▶ [Text shown]:
--

In a case that could see British, American
and European shipowners and managers being made liable for the many deaths and
accidents that take place every year in Bangladeshi, Indian and Pakistani
shipbreaking yards, UK law firm Leigh Day is suing Zodiac for negligence on
behalf of Edris. It claims that Zodiac, which manages about 150 large ships and
is owned by Eyal Ofer, son of the late Israeli shipping magnate Sammy Ofer,
should have known how dangerous the Chittagong breaking yards were when the
vessel was sold for scrap to GMS, a US-based “cash buyer” or middle man.
“Zodiac knew, or ought to have known, that
there was a foreseeable risk of physical harm to workers when they allowed
their vessel to be sold to a Chittagong yard through a cash buyer,” says Martyn
Day, a director of Leigh Day.
New legal action is needed, say
environmentalists and unions, because of the steady number of deaths and
injuries to workers. On one level, shipbreaking is one of the world’s
“greenest” industries, with every nut, bolt and sheet of metal on a ship being
recycled. It also employs hundreds of thousands of people in some of the
world’s poorest countries. But, say critics, owners knowingly cause suffering
to workers by sending their ships to be recycled on Asian beaches. British-based
companies have sent 28 ships to be beached in the past two years, including six
to Chittagong. Two vessels waiting to be dismantled in that yard last week were
managed by Zodiac.

--

▶ [Job 1]:
Could you copy out the records word for word, starting with the line that contains "Objective — one point per instance of the slate" and going on through the last line of the records, with both ends included?
The text about the shipbreaking lawsuit and the records are unrelated material.

--

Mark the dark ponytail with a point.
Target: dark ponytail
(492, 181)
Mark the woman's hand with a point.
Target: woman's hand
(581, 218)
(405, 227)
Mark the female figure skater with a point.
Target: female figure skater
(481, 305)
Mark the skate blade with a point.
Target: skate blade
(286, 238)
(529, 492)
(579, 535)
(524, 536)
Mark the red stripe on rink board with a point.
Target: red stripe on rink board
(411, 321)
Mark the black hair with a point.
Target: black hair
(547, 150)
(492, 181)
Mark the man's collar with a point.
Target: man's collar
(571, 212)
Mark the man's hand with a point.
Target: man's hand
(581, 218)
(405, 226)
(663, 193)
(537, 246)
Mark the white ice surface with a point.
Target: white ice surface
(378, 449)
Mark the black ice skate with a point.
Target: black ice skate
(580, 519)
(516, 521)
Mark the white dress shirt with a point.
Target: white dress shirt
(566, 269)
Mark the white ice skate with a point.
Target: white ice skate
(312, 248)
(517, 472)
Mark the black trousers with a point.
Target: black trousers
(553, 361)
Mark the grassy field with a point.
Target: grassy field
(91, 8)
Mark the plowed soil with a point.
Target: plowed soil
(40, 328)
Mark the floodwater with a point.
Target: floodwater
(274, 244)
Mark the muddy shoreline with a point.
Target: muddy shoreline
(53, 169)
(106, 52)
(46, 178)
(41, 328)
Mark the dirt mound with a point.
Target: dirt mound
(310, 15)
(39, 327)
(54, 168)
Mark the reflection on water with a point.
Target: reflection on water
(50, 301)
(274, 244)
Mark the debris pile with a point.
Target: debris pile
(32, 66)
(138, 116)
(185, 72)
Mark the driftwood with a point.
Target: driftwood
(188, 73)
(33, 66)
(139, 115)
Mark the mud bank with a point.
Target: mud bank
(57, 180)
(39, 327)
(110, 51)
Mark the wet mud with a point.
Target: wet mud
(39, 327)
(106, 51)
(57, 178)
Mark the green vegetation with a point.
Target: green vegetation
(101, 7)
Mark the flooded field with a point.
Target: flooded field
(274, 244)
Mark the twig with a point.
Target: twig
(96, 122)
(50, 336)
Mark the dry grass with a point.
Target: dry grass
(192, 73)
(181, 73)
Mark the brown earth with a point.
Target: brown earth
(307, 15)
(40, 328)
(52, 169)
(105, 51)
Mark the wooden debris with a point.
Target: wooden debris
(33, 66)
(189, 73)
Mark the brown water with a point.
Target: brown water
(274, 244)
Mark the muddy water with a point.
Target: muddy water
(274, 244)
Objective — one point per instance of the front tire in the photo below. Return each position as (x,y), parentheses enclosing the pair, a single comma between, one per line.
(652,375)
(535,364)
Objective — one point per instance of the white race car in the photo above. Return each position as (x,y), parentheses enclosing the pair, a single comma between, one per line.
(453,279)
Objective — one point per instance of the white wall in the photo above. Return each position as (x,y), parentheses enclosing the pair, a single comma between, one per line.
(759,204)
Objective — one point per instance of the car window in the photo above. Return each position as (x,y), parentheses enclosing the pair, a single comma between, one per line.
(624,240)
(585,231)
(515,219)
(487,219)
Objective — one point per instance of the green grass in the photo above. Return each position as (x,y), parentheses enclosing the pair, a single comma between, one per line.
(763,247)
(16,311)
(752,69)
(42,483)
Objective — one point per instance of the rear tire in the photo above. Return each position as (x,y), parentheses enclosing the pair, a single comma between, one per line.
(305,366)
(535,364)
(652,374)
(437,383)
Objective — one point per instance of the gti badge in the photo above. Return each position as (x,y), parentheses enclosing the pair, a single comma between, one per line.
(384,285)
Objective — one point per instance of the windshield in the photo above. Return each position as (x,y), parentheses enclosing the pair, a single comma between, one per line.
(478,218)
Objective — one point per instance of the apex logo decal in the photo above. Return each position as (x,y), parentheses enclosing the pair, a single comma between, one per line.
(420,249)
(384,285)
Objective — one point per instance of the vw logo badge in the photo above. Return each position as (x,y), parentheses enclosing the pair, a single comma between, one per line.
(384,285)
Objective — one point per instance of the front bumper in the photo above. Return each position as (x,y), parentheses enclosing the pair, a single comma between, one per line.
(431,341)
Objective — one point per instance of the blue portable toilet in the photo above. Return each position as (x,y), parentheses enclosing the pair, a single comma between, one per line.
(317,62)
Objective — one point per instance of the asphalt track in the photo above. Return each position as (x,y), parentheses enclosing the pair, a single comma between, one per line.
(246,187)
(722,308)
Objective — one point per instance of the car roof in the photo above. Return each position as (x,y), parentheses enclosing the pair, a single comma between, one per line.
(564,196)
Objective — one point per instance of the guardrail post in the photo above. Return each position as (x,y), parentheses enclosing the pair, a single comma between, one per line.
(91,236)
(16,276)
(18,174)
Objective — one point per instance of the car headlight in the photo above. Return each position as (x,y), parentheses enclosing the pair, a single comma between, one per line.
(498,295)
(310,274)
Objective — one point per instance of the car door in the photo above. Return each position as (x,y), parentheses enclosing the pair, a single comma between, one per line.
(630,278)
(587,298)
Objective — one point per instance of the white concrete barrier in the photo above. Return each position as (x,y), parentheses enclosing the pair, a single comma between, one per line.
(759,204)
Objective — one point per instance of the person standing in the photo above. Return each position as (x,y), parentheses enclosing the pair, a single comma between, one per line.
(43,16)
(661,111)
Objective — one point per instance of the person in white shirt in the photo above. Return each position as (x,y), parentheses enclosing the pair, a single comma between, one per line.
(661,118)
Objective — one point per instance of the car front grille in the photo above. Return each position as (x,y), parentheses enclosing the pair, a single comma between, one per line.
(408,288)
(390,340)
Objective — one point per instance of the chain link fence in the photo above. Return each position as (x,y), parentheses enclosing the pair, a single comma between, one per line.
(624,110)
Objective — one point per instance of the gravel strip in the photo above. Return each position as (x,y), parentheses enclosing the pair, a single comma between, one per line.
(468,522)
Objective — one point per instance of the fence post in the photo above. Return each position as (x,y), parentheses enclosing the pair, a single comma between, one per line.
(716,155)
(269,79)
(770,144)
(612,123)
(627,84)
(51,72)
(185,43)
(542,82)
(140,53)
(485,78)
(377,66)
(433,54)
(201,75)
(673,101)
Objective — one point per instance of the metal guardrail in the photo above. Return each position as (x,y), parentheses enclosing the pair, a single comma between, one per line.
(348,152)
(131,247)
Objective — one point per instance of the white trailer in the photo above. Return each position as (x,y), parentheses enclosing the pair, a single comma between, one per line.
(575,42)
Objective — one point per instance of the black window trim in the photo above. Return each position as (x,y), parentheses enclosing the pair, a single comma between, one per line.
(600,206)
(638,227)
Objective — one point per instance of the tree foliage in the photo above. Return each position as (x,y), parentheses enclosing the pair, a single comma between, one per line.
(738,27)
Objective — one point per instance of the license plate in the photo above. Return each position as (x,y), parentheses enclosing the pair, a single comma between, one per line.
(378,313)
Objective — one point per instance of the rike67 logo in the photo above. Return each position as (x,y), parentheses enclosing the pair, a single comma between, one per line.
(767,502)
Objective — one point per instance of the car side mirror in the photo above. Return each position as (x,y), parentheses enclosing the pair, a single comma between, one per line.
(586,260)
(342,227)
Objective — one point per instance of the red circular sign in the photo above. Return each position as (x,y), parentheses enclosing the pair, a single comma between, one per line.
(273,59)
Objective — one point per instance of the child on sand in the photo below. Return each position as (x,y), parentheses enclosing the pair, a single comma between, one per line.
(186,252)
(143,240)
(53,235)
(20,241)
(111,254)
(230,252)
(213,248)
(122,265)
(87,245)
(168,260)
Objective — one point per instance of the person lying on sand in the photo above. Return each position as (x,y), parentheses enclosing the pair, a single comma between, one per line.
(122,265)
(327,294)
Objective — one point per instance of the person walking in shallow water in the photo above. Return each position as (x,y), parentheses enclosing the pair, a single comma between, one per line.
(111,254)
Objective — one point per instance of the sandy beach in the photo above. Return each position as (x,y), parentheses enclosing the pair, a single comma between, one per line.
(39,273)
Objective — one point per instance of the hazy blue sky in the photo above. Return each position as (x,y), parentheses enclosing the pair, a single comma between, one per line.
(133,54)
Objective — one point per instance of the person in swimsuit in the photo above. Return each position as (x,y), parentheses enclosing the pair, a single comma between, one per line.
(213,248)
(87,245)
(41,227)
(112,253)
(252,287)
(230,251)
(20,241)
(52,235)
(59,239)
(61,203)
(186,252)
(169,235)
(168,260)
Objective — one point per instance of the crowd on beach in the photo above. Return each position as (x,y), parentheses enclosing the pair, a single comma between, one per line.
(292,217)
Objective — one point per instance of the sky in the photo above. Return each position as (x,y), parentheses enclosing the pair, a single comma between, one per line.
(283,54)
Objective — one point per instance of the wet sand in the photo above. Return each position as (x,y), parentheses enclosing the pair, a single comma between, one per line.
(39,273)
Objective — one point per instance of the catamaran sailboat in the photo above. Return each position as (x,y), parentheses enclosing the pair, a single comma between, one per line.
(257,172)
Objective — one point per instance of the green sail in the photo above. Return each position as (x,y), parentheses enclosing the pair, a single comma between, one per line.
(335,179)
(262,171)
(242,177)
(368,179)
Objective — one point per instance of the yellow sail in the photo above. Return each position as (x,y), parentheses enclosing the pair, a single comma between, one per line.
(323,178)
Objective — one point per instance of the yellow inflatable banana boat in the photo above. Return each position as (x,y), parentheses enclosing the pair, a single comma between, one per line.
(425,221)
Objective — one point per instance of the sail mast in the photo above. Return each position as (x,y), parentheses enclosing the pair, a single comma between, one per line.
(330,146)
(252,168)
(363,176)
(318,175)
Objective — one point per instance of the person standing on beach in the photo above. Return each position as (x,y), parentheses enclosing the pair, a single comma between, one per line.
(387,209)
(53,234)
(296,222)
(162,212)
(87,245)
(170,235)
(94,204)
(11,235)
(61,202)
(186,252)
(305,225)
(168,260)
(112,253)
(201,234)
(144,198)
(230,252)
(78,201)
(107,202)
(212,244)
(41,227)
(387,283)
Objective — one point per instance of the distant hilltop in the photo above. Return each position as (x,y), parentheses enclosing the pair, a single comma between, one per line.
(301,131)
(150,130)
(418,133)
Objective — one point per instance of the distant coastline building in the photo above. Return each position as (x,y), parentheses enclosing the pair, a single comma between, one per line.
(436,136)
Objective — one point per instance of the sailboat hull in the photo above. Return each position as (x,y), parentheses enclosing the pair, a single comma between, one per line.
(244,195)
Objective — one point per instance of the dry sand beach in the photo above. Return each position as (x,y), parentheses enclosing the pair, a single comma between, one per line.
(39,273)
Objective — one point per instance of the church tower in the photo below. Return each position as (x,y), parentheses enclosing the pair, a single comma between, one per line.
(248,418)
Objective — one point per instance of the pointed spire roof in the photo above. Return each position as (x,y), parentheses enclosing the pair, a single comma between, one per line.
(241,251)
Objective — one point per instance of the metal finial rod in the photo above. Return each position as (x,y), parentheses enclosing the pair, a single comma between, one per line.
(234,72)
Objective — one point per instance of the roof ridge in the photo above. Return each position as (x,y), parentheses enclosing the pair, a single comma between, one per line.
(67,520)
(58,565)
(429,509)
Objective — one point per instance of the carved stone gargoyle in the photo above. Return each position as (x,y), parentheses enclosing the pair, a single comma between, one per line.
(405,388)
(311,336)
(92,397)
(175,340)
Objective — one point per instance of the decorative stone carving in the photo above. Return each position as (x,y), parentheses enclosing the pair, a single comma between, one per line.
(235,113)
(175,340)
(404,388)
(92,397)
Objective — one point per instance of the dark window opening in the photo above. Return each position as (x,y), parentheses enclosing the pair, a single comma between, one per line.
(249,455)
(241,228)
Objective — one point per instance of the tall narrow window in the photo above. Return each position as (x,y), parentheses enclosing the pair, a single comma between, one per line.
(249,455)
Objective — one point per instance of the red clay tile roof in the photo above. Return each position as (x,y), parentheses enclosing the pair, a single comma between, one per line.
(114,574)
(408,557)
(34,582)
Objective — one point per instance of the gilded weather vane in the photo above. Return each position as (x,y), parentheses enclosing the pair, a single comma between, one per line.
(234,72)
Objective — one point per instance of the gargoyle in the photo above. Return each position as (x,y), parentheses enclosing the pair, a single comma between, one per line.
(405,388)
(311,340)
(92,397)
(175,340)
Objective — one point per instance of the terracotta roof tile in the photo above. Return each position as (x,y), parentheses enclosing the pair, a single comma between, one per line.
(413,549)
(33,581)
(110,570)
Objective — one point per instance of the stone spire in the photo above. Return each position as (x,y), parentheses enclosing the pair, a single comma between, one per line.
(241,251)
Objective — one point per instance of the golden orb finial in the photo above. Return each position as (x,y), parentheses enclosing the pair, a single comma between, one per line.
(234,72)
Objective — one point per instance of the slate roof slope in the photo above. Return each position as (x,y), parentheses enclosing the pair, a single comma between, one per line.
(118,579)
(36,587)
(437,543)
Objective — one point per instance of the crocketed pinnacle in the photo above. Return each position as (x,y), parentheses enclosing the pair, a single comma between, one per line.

--

▶ [Job 2]:
How might the text about the shipbreaking negligence case go on? Write what comes next, picking up after its final sentence.

▶ [Response 1]:
Objective — one point per instance of the slate roof slope in the photo above. Return each position as (x,y), parentheses enclosing the pair, a single comma between, one per line.
(118,579)
(36,587)
(437,543)
Objective — one point per instance of the crocketed pinnacle in the photo above. Return each position as (x,y), parentheses enclosing the pair, a single comma between, one per line.

▶ [Response 2]:
“Shipowners shield themselves from
responsibility through the use of cash buyers. These scrap dealers sell off the
ships for the highest price offered,” says Ingvild Jenssen, director of
Shipbreaking Platform, a Brussels-based coalition of environmental, human
rights and labour groups. “All ships that end up on the beaches of Bangladesh,
Pakistan or India pass through cash buyers, and all sales to cash buyers are
clearly scrap deals where the higher price paid indicates that the vessel will
be beached.”
More than 800 large ships are broken up each
year, the vast majority on Asian beaches. Owners can earn an extra $1m to $4m
(£740,000 to £2.96m) per ship when selling to Asian yards via cash buyers,
instead of opting for recycling yards with higher standards, says Jenssen. “No
one forces the industry to send ships to be dismantled there. They choose to
send them,” she says.
Edris, who came to Chittagong aged 14 and
who, until his accident, worked six 14-hour shifts a week, earning £3.20 a day,
is one of thousands of workers who have been injured in the yards since they
appeared in the 1960s. There are no official statistics but labour groups say
that in the past 10 years there have been more than 125 deaths.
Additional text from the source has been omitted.